---- RECORDS TO USE
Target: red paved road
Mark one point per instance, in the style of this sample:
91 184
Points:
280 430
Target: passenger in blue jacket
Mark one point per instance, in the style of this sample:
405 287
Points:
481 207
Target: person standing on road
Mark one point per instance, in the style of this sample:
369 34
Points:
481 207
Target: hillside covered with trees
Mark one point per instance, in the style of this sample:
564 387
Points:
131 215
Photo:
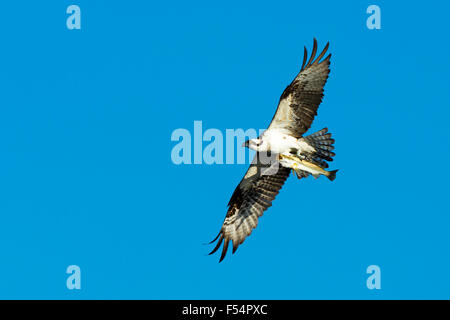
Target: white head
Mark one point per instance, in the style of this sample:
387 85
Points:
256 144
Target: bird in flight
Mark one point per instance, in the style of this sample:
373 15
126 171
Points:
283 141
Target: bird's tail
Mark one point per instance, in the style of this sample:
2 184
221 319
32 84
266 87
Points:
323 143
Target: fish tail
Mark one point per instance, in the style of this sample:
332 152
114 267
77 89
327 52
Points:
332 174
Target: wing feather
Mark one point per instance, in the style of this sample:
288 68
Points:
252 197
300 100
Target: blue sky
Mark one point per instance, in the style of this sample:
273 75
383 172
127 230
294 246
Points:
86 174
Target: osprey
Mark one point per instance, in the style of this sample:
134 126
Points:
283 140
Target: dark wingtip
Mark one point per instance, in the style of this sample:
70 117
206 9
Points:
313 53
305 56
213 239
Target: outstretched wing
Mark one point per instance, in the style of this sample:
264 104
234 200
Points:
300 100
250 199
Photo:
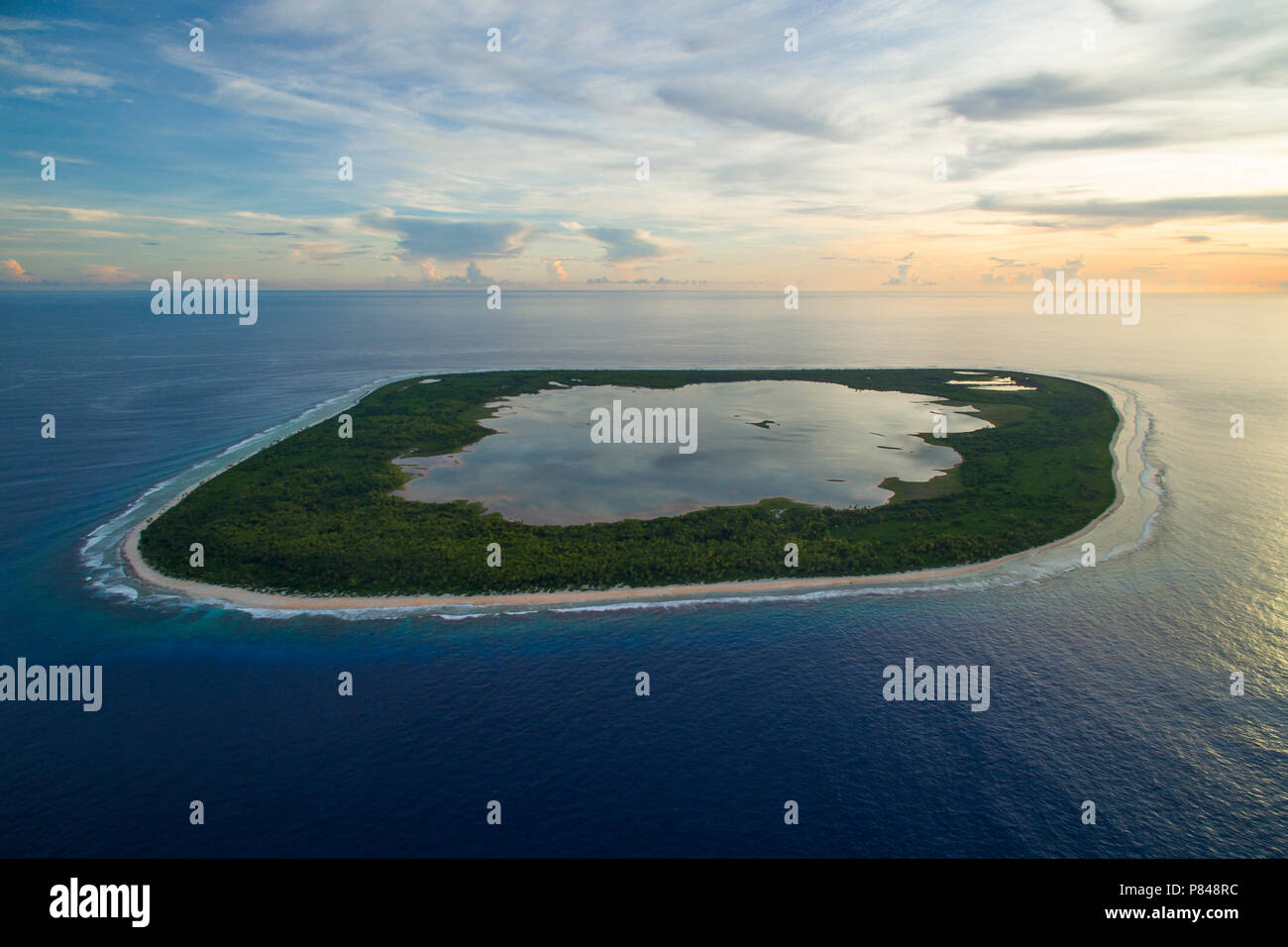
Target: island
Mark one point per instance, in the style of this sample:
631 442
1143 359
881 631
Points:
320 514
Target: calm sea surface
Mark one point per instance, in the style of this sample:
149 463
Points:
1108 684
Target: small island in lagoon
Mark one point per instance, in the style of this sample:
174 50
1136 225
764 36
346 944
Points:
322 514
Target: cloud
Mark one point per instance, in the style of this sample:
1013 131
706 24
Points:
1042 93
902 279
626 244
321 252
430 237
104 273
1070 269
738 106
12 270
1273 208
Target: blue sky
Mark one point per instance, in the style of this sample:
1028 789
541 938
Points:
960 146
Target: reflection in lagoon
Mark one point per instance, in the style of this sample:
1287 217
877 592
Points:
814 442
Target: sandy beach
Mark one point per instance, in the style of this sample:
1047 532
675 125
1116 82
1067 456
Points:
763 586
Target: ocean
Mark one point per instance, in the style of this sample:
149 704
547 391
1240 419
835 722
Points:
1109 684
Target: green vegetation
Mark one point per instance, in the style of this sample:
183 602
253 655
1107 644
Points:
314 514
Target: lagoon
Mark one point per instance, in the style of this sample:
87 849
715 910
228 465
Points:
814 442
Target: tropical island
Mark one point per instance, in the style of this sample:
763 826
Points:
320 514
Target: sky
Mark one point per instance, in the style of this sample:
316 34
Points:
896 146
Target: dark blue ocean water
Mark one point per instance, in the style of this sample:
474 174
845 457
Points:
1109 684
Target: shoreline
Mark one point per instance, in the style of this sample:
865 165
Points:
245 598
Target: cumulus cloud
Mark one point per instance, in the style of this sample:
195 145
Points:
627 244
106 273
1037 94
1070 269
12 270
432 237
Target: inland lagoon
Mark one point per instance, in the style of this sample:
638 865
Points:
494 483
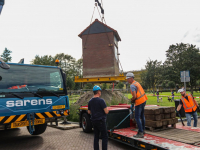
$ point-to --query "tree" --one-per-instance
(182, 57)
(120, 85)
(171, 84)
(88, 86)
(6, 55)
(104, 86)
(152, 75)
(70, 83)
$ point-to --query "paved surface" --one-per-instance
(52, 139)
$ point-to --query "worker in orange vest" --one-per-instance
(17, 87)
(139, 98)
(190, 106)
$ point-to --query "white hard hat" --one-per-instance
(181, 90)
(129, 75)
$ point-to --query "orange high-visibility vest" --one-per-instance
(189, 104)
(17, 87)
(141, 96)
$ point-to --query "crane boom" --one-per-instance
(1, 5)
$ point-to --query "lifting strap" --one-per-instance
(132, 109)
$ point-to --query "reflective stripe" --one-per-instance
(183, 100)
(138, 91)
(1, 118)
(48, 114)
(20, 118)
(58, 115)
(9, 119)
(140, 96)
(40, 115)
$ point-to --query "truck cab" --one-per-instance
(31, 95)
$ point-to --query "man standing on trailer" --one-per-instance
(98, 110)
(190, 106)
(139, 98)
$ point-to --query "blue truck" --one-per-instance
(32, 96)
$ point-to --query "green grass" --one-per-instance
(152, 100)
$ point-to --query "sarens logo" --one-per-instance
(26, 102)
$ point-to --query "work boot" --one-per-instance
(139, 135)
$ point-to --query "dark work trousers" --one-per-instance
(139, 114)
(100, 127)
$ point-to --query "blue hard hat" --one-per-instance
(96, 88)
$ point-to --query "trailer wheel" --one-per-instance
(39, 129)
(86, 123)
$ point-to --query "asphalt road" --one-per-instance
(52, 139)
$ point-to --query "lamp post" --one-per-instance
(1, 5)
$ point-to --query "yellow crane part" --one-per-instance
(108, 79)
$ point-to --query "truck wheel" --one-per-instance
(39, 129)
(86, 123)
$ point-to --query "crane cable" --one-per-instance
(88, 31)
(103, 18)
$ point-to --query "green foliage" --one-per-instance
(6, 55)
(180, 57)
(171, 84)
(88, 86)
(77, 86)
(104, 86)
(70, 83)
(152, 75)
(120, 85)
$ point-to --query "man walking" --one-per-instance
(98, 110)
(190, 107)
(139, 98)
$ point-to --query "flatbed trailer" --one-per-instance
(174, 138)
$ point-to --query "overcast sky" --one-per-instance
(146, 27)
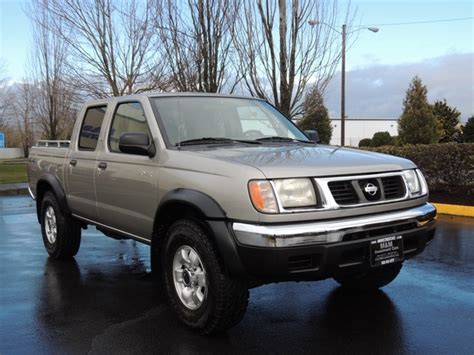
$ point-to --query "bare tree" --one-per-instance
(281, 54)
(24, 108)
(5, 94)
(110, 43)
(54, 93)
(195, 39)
--------
---- RECORDS TO USE
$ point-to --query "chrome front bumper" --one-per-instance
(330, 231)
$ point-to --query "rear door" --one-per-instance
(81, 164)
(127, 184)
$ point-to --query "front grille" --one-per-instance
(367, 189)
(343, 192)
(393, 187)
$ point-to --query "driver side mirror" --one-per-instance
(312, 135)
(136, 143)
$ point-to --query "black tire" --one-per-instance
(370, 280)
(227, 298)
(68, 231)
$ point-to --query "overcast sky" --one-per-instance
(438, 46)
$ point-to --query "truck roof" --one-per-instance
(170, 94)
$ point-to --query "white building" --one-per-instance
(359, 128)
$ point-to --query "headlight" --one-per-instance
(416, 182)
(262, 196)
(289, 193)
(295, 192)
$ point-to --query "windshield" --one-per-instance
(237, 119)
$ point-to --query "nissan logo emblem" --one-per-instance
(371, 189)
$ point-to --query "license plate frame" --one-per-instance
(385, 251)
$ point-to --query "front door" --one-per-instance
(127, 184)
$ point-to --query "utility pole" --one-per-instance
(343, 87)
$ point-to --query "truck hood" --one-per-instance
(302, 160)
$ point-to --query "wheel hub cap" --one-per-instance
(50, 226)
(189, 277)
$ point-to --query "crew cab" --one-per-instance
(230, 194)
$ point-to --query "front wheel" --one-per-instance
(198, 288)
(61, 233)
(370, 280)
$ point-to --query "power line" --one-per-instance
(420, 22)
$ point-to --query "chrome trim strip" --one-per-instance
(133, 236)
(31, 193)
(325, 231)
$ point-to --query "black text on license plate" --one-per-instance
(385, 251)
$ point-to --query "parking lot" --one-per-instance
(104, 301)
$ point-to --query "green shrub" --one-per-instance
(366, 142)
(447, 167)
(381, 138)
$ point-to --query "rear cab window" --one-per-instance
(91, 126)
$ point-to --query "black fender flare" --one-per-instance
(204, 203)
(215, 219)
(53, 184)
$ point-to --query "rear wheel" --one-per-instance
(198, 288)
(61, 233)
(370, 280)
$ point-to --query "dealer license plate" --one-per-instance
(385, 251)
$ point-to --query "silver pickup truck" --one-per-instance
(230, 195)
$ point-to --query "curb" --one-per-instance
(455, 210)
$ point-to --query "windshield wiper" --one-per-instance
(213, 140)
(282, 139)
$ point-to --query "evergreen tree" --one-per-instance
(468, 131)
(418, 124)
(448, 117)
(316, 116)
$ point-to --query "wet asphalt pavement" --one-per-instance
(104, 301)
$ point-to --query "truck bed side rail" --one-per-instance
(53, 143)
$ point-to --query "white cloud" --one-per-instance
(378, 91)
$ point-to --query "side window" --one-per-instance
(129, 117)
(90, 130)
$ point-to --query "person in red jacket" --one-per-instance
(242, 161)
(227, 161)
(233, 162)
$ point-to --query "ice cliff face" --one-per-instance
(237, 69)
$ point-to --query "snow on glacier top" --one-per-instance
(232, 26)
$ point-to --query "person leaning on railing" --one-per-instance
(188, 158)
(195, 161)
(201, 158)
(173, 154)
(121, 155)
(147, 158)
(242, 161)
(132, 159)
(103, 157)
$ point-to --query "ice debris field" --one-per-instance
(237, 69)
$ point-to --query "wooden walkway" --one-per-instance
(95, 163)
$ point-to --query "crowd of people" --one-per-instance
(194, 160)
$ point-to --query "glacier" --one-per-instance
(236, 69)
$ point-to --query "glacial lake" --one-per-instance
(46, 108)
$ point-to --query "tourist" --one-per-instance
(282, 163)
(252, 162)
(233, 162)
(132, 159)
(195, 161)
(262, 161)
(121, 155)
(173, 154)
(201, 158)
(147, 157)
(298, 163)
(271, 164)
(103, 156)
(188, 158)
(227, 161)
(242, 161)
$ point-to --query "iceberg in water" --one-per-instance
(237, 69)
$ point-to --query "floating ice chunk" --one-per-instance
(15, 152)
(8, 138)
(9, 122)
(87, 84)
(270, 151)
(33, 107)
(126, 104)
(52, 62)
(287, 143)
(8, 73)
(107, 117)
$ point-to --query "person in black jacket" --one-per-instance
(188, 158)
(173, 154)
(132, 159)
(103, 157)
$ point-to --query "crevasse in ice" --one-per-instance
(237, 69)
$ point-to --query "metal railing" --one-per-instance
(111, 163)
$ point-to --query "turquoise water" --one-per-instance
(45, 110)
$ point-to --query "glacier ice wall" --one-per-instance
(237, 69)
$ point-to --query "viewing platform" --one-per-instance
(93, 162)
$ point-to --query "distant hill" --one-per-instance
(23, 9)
--------
PROBLEM REQUIREMENTS
Looking at the records above, please work out how many lines contain "lagoon" and state only that number.

SOLUTION TO THIS PROBLEM
4